--- Page text Enclosed Below ---

B. Aiding and Abetting Violations
The court also found Goble liable for aiding and abetting North American’s
violations of the Customer Protection Rule and the Exchange Act’s books and records
requirements. The Customer Protection Rule directs that a specific balance be
maintained in a segregated account. There is no question North American failed to
maintain the balance required by the Rule. The books and records requirements at
§ 17(a) of the Exchange Act, 15 U.S.C. § 78q(a), and Rule 17a-3, 17 C.F.R.
§ 240.17a-3 thereunder, required North American to maintain accurate records.
Goble does not dispute that North American failed to comply with these regulations.
Instead, he claims that no primary securities fraud violation supports his aiding and
abetting liability. But this argument misses the mark.

--- End of Enclosed Page text ---

§ Task to complete: List every statutory or regulatory citation given in the passage on aiding and abetting violations. Answer using only the passage on aiding and abetting violations.

--- Provided records Enclosed Below ---

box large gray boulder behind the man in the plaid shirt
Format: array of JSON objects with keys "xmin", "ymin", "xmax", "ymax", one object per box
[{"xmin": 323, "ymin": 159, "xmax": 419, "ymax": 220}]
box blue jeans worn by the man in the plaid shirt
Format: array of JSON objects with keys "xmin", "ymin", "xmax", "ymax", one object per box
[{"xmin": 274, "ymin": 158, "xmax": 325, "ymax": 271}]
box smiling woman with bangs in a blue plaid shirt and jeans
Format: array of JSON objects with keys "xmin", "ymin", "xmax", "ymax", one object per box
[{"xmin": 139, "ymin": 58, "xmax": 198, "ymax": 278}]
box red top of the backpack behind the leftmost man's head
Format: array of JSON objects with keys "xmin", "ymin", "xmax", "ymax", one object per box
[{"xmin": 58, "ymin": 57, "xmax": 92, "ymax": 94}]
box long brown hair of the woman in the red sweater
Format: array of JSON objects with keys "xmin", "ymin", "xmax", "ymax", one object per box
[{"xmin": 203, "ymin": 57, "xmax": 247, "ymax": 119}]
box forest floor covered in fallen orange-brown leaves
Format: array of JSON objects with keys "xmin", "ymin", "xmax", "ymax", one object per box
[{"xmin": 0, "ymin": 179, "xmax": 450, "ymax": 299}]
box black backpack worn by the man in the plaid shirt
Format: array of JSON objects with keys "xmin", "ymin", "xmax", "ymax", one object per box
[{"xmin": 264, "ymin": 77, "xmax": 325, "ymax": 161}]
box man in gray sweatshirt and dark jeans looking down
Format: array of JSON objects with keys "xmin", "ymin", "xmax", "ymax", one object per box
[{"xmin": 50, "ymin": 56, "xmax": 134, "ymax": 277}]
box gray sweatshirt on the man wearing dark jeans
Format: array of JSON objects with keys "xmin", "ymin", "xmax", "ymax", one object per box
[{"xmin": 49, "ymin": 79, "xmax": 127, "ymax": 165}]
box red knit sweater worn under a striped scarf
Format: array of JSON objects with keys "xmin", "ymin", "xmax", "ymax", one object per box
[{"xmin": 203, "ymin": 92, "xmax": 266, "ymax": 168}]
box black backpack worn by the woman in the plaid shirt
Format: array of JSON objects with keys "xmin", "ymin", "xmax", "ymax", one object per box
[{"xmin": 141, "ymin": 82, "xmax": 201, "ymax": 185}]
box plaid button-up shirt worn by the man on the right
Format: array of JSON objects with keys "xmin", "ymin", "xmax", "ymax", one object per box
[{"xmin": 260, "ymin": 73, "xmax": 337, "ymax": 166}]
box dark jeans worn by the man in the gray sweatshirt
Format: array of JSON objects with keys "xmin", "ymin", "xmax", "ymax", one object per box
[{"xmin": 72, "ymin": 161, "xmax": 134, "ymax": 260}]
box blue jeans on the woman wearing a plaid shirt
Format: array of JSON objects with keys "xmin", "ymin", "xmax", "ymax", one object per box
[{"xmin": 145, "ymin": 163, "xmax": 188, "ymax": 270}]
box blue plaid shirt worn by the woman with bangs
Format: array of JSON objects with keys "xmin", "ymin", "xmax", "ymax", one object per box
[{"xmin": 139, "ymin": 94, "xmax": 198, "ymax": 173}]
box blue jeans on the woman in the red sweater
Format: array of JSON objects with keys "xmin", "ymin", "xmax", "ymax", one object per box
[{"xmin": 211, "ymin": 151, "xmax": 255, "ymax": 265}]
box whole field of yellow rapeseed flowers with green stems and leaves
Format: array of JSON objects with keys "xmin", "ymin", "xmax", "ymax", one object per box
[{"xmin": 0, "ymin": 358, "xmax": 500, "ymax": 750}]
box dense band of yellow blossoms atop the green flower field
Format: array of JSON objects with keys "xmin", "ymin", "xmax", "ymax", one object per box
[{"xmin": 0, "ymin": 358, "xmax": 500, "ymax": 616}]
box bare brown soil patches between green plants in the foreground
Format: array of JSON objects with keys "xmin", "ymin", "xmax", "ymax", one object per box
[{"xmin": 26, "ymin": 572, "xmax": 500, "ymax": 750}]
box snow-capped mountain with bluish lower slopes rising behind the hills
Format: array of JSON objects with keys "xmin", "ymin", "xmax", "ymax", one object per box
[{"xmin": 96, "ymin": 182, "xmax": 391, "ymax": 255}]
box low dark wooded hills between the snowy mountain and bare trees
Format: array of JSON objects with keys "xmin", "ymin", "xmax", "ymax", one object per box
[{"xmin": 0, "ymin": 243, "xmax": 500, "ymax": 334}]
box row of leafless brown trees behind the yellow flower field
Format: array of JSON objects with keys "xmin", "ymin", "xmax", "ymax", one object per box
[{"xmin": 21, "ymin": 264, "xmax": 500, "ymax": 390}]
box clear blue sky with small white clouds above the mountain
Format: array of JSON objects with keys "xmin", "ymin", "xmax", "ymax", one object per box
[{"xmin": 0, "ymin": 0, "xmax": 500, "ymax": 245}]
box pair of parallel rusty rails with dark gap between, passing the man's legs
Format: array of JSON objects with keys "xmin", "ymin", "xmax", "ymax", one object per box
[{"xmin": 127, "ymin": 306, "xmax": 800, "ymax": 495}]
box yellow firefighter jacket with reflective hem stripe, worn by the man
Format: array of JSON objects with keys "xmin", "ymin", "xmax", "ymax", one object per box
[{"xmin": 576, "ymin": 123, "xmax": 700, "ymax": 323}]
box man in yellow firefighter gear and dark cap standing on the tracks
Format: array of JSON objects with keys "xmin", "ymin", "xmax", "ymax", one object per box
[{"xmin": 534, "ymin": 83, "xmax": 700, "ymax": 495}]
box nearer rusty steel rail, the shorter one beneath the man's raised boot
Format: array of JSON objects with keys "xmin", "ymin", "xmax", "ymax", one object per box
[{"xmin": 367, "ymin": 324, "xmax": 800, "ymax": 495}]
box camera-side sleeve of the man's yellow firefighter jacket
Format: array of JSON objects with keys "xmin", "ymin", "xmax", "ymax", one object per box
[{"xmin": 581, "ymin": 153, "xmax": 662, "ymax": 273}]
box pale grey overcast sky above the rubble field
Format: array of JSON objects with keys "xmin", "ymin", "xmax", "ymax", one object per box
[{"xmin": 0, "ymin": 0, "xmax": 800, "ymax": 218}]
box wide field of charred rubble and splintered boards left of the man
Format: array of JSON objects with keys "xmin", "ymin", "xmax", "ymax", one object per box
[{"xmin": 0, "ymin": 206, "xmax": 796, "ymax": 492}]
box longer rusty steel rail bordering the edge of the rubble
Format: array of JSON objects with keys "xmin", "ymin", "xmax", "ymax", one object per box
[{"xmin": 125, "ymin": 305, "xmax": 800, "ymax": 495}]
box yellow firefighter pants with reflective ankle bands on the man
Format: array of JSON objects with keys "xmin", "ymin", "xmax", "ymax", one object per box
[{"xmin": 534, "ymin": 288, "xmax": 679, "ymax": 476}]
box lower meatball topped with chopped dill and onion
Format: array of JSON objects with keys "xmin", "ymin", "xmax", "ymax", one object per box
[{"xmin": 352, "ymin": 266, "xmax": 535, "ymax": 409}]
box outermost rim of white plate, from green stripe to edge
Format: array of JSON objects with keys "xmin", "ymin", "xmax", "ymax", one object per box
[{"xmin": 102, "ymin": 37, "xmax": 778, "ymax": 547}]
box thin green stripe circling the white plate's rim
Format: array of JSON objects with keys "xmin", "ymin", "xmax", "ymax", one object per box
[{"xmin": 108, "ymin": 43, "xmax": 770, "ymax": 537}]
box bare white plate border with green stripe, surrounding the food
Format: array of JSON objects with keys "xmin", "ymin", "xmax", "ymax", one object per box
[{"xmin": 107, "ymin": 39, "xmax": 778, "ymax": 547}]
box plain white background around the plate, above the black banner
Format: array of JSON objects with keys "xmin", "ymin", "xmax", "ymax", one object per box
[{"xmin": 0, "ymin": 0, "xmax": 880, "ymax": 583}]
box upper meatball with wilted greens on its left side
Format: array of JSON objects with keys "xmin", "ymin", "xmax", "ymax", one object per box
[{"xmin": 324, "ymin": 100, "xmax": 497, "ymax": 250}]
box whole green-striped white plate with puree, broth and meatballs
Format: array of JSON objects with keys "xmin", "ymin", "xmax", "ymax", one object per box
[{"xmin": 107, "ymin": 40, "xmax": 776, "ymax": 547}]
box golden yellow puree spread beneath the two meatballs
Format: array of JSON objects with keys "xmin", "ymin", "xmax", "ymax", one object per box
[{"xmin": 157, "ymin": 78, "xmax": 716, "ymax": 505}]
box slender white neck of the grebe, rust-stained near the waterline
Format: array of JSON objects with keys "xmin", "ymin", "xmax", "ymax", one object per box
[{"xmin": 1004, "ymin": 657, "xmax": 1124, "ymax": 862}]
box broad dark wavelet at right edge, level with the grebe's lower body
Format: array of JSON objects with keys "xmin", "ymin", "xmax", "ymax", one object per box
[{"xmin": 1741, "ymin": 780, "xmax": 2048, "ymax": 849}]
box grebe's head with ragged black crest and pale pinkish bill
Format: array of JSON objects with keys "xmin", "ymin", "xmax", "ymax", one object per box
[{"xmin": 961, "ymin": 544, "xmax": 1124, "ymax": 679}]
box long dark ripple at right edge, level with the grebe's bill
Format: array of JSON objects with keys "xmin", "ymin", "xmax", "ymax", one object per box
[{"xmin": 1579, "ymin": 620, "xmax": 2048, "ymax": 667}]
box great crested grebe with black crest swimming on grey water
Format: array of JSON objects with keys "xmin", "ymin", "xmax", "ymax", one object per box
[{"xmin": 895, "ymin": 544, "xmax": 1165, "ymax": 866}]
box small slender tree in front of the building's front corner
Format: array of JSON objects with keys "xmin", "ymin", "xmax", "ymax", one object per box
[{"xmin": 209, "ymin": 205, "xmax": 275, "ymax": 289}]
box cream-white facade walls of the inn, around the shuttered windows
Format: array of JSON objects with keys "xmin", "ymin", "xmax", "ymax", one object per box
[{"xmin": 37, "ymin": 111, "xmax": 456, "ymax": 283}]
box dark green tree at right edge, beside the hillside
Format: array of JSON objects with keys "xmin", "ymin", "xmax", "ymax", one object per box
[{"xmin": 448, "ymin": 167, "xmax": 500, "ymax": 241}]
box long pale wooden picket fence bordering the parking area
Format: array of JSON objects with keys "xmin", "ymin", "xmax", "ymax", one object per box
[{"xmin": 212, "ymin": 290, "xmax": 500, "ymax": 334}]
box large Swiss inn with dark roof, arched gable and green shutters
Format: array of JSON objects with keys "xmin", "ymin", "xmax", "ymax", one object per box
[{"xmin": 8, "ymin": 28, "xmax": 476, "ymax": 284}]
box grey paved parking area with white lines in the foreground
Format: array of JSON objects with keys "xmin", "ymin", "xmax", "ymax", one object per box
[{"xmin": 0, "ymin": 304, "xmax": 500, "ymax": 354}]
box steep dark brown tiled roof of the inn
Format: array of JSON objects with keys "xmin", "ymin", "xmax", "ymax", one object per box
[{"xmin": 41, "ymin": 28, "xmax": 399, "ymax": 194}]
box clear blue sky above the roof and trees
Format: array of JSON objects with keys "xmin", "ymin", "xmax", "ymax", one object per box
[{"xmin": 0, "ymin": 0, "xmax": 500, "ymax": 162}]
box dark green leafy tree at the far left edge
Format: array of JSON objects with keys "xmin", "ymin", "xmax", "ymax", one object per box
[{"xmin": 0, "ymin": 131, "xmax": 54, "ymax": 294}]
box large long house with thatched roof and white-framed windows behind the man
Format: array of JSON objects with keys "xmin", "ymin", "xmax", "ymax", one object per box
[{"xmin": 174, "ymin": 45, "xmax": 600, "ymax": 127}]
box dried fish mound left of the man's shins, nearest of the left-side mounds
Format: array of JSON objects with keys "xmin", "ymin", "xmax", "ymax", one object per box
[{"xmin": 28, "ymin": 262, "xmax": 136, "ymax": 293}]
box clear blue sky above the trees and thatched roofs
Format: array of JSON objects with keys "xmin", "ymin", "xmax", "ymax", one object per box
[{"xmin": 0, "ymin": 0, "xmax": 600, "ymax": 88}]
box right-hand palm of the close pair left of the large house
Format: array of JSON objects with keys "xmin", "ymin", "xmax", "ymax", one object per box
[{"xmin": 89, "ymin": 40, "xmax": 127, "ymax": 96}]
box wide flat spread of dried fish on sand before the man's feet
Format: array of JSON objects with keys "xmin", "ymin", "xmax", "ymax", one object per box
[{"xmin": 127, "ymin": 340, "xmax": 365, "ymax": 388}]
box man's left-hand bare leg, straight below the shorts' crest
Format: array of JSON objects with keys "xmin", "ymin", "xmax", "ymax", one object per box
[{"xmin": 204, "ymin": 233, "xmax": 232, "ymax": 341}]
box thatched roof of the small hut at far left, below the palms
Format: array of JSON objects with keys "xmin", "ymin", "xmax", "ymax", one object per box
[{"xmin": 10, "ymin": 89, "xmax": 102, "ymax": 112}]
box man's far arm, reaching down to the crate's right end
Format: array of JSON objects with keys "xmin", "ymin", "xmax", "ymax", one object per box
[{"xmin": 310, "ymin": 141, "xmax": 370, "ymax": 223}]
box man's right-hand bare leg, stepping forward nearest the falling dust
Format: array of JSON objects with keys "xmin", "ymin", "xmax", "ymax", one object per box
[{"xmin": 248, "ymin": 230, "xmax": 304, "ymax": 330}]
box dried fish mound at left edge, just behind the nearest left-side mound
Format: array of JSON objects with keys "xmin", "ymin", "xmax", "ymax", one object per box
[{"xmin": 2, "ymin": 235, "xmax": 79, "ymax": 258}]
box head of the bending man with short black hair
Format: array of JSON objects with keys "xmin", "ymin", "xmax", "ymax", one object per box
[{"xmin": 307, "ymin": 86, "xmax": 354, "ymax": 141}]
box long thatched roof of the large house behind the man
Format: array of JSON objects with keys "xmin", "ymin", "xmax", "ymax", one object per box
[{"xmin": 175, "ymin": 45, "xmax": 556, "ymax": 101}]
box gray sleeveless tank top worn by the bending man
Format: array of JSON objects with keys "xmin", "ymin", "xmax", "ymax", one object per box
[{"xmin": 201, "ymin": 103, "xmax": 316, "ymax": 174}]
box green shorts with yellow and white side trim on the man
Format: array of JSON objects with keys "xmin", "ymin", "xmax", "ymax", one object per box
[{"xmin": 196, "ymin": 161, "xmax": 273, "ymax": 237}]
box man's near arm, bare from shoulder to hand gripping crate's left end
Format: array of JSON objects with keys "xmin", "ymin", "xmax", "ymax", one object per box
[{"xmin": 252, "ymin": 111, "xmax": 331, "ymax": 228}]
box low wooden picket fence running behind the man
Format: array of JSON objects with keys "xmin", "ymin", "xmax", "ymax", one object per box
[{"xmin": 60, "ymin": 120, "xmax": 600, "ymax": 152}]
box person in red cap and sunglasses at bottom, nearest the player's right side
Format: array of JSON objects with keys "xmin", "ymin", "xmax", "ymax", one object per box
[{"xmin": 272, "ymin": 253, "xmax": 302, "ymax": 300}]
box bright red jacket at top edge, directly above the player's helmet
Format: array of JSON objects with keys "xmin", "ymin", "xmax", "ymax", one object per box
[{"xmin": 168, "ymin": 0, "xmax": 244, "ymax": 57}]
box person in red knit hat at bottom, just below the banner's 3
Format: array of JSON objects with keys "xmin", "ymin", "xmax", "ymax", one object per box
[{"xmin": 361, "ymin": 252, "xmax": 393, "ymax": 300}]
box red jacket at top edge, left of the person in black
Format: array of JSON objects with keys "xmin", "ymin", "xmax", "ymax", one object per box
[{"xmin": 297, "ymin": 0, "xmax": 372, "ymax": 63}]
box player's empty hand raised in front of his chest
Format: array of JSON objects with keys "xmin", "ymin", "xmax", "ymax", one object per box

--- End of Enclosed Provided records ---

§ Task output:
§ 17(a) of the Exchange Act
15 U.S.C. § 78q(a)
Rule 17a-3
17 C.F.R. § 240.17a-3